SOURCE PASSAGE
Hibernating is easy now?

Alternatively: S0ix is still awful

My Linux laptop runs out of battery all the time. It goes to sleep, and then it just drains and drains until it’s dead. It’s a problem we’ve largely solved on phones (and phone operating systems), but still struggle with on desktop operating systems.

I remember doing a lot of debugging back when I worked on Windows 8 to try to diagnose bad suspend times (those prototype devices were terrible in many other ways but the standby sticks out in my memory)

Anyways, before my last reformat (yes this is also a problem with arch), I had set up sleep, then hibernate. It took a lot of fiddling to work properly, due to the LUKS encryption of the hard drive. My previous memories of struggling here led me to put this off until this weekend.

Much to my surprise, this is _a lot_ easier now. You can mostly ignore the fact that there’s encryption at all. Just set up your swap drive and let systemd do the work. To round this blog post out, here’s the steps I followed for my particular setup:

mount /dev/mapper/root /mnt/realroot
brtfs subvolume create /mnt/realroot/@swap
btrfs filesystem mkswapfile --size 16g --uuid clear /mnt/realroot/swap/swapfile

Which is just normal btrfs goop to create a new top-level subvolume, and then I created a file there called swapfile with the appropriate magic.

PROVIDED INFORMATION
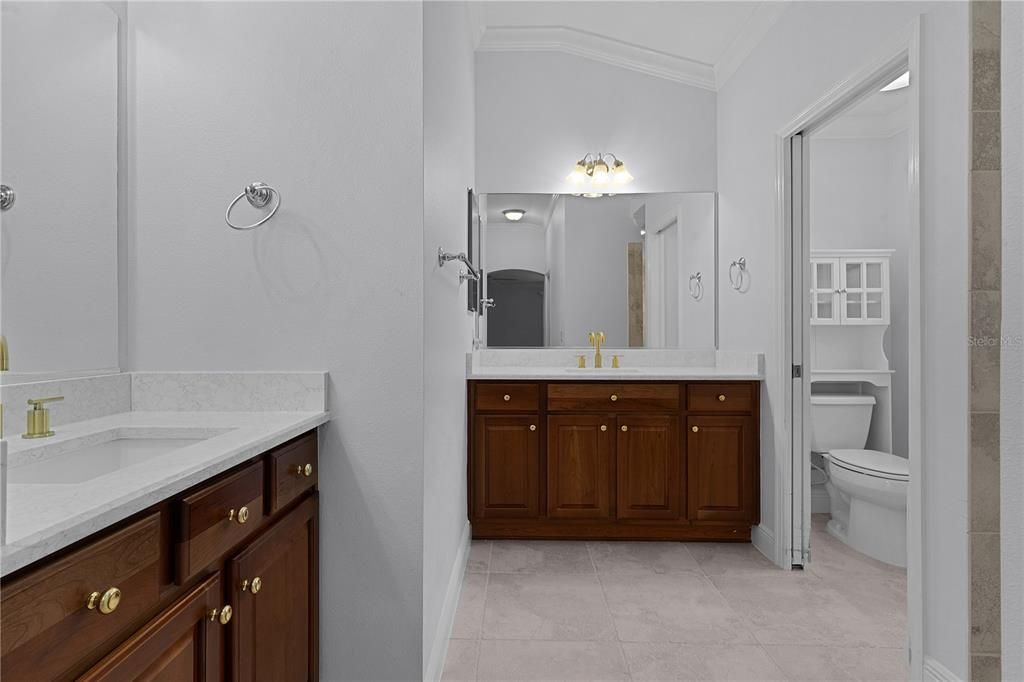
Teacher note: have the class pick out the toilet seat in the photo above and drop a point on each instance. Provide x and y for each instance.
(871, 463)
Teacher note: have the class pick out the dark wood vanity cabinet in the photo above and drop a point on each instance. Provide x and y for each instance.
(613, 460)
(220, 582)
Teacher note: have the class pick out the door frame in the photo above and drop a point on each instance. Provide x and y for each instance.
(793, 473)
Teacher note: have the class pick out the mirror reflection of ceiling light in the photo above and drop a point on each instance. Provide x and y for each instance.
(899, 83)
(600, 169)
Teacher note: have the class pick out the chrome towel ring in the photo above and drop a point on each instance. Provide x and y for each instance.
(258, 195)
(696, 287)
(737, 272)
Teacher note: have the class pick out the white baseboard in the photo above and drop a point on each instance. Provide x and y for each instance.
(764, 541)
(936, 672)
(433, 669)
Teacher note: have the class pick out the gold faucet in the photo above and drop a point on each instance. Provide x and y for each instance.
(38, 419)
(596, 339)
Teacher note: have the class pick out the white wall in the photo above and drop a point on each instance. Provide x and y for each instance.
(59, 287)
(538, 113)
(859, 200)
(226, 94)
(448, 131)
(1012, 365)
(813, 47)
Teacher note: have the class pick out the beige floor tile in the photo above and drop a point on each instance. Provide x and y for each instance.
(800, 608)
(461, 661)
(469, 614)
(688, 662)
(546, 606)
(641, 558)
(551, 661)
(680, 607)
(540, 556)
(479, 557)
(731, 559)
(819, 664)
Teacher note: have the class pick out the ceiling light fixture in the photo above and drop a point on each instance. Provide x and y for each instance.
(600, 169)
(902, 81)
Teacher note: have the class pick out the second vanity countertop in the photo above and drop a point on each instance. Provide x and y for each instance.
(42, 518)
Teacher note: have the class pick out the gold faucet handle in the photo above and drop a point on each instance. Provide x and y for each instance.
(39, 402)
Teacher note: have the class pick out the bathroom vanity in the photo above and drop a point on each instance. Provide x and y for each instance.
(616, 459)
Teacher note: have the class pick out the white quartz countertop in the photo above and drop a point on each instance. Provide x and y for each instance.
(45, 517)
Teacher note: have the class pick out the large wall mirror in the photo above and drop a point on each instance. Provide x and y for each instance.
(58, 290)
(639, 267)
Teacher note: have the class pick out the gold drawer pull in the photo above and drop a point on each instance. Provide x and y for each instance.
(254, 586)
(241, 516)
(224, 614)
(107, 602)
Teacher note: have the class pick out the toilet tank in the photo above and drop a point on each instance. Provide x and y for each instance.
(840, 422)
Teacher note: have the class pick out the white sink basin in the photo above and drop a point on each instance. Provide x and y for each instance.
(117, 450)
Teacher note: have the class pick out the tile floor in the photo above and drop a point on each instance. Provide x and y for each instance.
(574, 610)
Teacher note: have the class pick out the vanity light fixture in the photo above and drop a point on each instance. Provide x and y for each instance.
(902, 81)
(601, 169)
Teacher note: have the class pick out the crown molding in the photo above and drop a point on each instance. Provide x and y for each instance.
(755, 29)
(598, 48)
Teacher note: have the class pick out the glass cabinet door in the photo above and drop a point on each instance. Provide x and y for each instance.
(824, 291)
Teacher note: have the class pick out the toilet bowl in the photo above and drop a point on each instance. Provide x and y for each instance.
(866, 488)
(867, 496)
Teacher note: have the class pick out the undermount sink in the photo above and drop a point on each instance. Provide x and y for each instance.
(117, 450)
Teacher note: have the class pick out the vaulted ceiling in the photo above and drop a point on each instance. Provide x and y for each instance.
(698, 43)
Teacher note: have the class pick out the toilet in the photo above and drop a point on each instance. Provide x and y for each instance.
(866, 488)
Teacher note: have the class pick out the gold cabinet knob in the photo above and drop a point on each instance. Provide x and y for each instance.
(223, 614)
(241, 516)
(105, 602)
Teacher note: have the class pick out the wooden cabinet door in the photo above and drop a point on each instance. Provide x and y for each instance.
(506, 467)
(580, 464)
(722, 481)
(184, 642)
(273, 589)
(647, 468)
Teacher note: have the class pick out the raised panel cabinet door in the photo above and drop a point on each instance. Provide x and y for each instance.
(647, 468)
(506, 467)
(580, 464)
(273, 634)
(184, 642)
(722, 481)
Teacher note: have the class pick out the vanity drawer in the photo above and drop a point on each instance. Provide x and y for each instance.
(217, 517)
(612, 397)
(48, 627)
(508, 397)
(293, 471)
(721, 397)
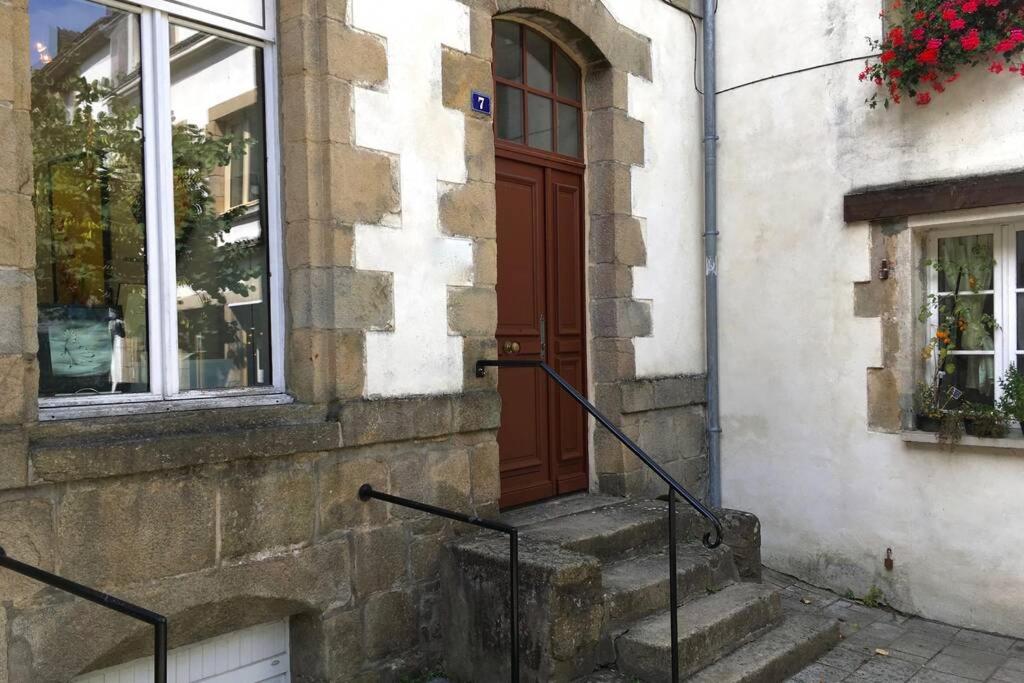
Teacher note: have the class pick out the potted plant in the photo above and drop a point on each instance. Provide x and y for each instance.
(931, 42)
(985, 421)
(1012, 398)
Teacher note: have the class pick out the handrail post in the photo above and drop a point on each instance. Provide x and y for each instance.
(673, 588)
(514, 598)
(160, 651)
(367, 494)
(158, 622)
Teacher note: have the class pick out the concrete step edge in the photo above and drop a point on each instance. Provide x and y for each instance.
(784, 650)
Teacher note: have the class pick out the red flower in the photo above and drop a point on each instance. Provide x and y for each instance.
(971, 41)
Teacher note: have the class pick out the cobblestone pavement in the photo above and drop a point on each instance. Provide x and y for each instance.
(882, 646)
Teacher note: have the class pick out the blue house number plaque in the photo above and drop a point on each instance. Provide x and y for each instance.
(481, 102)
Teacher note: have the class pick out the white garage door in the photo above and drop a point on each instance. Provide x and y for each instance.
(258, 654)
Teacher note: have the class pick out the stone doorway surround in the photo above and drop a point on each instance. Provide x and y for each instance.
(610, 54)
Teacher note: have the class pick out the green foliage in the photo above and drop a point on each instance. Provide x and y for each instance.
(1012, 389)
(88, 170)
(985, 421)
(960, 321)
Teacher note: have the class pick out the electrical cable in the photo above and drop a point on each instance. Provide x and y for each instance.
(796, 71)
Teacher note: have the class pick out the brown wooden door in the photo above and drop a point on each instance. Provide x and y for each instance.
(543, 438)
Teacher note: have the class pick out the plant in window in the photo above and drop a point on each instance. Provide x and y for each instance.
(961, 323)
(985, 421)
(932, 41)
(1012, 398)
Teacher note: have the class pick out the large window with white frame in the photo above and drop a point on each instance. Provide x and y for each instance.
(156, 202)
(980, 271)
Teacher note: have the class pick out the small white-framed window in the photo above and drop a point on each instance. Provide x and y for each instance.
(981, 267)
(157, 201)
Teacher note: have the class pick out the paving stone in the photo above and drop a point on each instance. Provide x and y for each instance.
(983, 641)
(818, 673)
(884, 670)
(871, 637)
(933, 628)
(967, 662)
(905, 656)
(844, 658)
(1015, 664)
(919, 643)
(1007, 675)
(929, 676)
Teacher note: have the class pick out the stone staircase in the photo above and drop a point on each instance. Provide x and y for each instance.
(594, 595)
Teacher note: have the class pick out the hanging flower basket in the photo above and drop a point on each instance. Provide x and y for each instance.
(932, 41)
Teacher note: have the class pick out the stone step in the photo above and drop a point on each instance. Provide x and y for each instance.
(777, 654)
(709, 629)
(638, 586)
(607, 531)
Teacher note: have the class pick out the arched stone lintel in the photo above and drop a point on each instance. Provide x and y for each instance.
(588, 29)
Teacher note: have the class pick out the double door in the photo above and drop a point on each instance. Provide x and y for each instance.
(541, 315)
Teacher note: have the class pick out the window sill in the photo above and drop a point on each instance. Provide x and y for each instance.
(107, 446)
(1012, 441)
(54, 411)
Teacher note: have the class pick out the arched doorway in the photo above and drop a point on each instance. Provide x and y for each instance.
(541, 262)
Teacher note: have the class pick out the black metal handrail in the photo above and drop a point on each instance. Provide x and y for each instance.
(158, 622)
(674, 487)
(367, 493)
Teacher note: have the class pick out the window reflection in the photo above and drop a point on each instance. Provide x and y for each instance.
(89, 208)
(220, 240)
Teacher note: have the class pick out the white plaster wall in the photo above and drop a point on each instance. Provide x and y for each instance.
(833, 496)
(408, 119)
(668, 190)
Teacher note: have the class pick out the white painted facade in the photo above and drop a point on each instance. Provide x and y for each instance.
(408, 119)
(668, 190)
(797, 451)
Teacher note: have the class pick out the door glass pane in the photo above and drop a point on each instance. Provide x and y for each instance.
(567, 75)
(969, 322)
(538, 60)
(539, 119)
(974, 376)
(509, 113)
(1020, 322)
(508, 51)
(1020, 259)
(966, 263)
(89, 208)
(568, 130)
(219, 221)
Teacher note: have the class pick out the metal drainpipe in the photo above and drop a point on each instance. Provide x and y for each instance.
(711, 256)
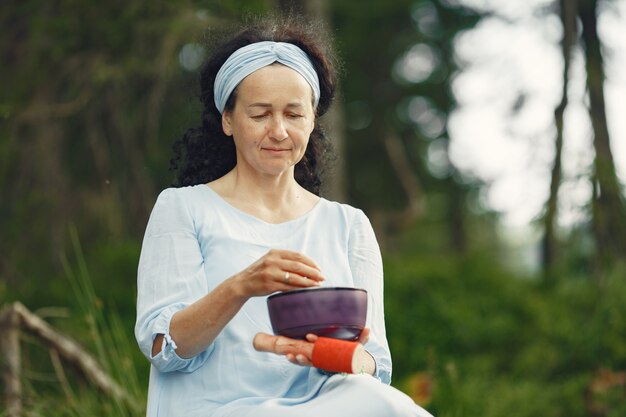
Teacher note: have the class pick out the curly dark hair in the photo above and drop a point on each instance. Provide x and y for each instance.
(205, 153)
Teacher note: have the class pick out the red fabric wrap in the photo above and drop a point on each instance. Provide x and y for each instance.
(333, 355)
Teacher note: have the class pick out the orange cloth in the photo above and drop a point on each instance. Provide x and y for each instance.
(333, 355)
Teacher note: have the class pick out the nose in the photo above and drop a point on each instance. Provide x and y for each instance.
(277, 129)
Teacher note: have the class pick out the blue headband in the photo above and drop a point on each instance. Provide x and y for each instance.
(246, 60)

EXERCISE
In the blog post about hibernating a Linux laptop, what caused setting up sleep and hibernate to take a lot of fiddling before the author's last reformat?

OUTPUT OF THE EXERCISE
The LUKS encryption of the hard drive.